**Extrait du document:**
20 Deuxièmement, Palin Granit Oy a observé que les débris de pierre - par opposition aux sous-produits de la mine - pouvaient être réutilisés directement sans mesures spéciales de valorisation, par exemple comme matériau de comblement ou pour édifier des brise-lames.

21 Troisièmement, elle a déclaré que ces débris étaient stockés, en attente d'utilisation, à proximité immédiate du lieu d'extraction, sur un site adjacent.

22 Le Korkein hallinto-oikeus estime que la jurisprudence de la Cour ne répond pas directement à la question de savoir si, compte tenu des circonstances précitées, les débris de pierre sont des déchets. Partant, elle a posé à la Cour la question dont l'énoncé suit:

«Faut-il considérer des débris de pierre, provenant de l'exploitation d'une carrière, comme des déchets au sens de l'article 1er, point a), de la directive 75/442/CEE du Conseil, du 15 juillet 1975, relative aux déchets, telle que modifiée par la directive 91/156/CE du Conseil, du 18 mars 1991, compte tenu des circonstances énoncées ci-après sous a) à d)?

a) Quelle importance convient-il d'attribuer au fait que les débris soient stockés en attente d'utilisation ultérieure sur un terrain adjacent au lieu d'extraction? De manière générale, le fait que le stockage ait lieu sur le lieu d'extraction, sur un terrain adjacent ou plus loin a-t-il une incidence?

b) Quelle importance convient-il d'attribuer au fait que, de par leur composition minérale, ces débris sont identiques à la roche dont ils sont extraits et ne changent pas d'état physique quel que soit la durée ou le mode de leur conservation?

c) Quelle importance convient-il d'attribuer au fait que les débris ne comportent pas de danger pour la santé publique et l'environnement? En règle générale, dans quelle mesure faut-il tenir compte d'éventuelles incidences sanitaires ou écologiques pour qualifier un débris de déchet?

d) Quelle importance convient-il d'attribuer au fait qu'il soit envisagé de transférer les débris, en totalité ou partiellement, hors du lieu où ils sont entreposés, en vue de les utiliser, par exemple, comme moyen de comblement ou pour la construction de brise-lames, et au fait qu'ils soient valorisables en l'état, sans qu'il soit besoin de les soumettre à des mesures de transformation ou équivalentes? Dans quelle mesure à cet égard convient-il d'attacher de l'importance au degré de certitude des projets du détenteur des déchets quant à leur valorisation et à la plus ou moins grande rapidité de concrétisation de ces projets après que les déchets auront été déchargés sur l'aire de stockage?»

23 Le syndicat intercommunal, le gouvernement finlandais et la Commission ont présenté des observations écrites. Il n'y a pas eu d'audience.

(Enregistrements du jeu de données)
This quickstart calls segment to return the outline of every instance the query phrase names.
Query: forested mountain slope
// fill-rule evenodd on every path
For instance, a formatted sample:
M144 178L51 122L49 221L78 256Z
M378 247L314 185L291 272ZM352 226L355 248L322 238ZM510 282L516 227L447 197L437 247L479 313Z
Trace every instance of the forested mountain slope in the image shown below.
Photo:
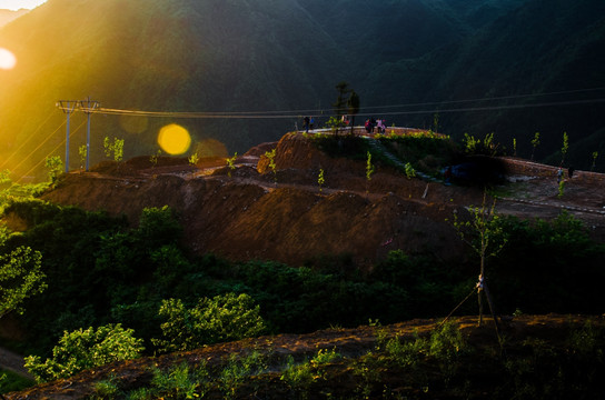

**À faire:**
(A) Mettez à jour l'extrait sur les débris de pierre, de « 22 Le Korkein » jusqu'à « sous a) à d)? » inclus, en remplaçant « débris de pierre » par « résidus de pierre ».
(B) D'après l'extrait sur les débris de pierre, pour quelle raison le Korkein hallinto-oikeus a-t-il saisi la Cour d'une question ? Répondez en une à trois phrases.
(C) Reprenez l'extrait sur les débris de pierre après sa dernière phrase et poursuivez-le.

**Réponses:**
(A)
22 Le Korkein hallinto-oikeus estime que la jurisprudence de la Cour ne répond pas directement à la question de savoir si, compte tenu des circonstances précitées, les résidus de pierre sont des déchets. Partant, elle a posé à la Cour la question dont l'énoncé suit:

«Faut-il considérer des résidus de pierre, provenant de l'exploitation d'une carrière, comme des déchets au sens de l'article 1er, point a), de la directive 75/442/CEE du Conseil, du 15 juillet 1975, relative aux déchets, telle que modifiée par la directive 91/156/CE du Conseil, du 18 mars 1991, compte tenu des circonstances énoncées ci-après sous a) à d)?

(B) Le Korkein hallinto-oikeus a saisi la Cour parce qu'il estime que la jurisprudence de celle-ci ne répond pas directement à la question de savoir si les débris de pierre sont des déchets, compte tenu des circonstances exposées.

(C)
Analyse

24 Même si le terme «déchet» est défini à l'article 1er, sous a), de la directive relative aux déchets comme «tous produits ou substances dont le détenteur se défait ou dont il a l'intention ou l'obligation de se défaire», cette définition est incomplète et dépend elle-même du sens du verbe «se défaire», qui n'est pas expliqué. La Cour a examiné dans plusieurs arrêts les notions de «déchet» en général et de «se défaire» en particulier. Bien que la Cour n'ait pas élaboré de définition exhaustive du déchet, la jurisprudence permet de recueillir les principes dont l'énoncé suit.

25 Tout d'abord, le verbe «se défaire» est à interpréter à la lumière du but de la directive, qui est la protection de la santé de l'homme et de l'environnement contre les effets préjudiciables causés par le ramassage, le transport, le traitement, le stockage et le dépôt des déchets (15), et de l'article 174, paragraphe 2, CE qui dispose que la politique de la Communauté dans le domaine de l'environnement vise un niveau de protection élevé et repose, entre autres, sur les principes de précaution et d'action préventive. Il s'ensuit qu'il ne saurait être question de donner une interprétation restrictive de la notion de déchet (16). Plus spécialement, la question de savoir si une substance donnée est un déchet doit être vérifiée au regard de l'ensemble des circonstances, en tenant compte de l'objectif de la directive et en veillant à ce qu'il ne soit pas porté atteinte à son efficacité (17).

26 Ensuite, même si le verbe «se défaire» englobe l'élimination et la valorisation d'une substance ou d'un objet (18), on ne saurait déduire du fait qu'une substance est soumise à une opération mentionnée à l'annexe II B (19) de la directive qu'il s'agit de s'en défaire et que cette substance est dès lors à considérer comme un déchet (20). Toutefois, certaines circonstances peuvent constituer des indices de l'existence de ce que le détenteur de la substance s'en est défait, a l'intention de s'en défaire ou est tenu de s'en défaire, au sens de l'article 1er, sous a), de la directive. C'est le cas en particulier lorsque la substance est un résidu de production (21).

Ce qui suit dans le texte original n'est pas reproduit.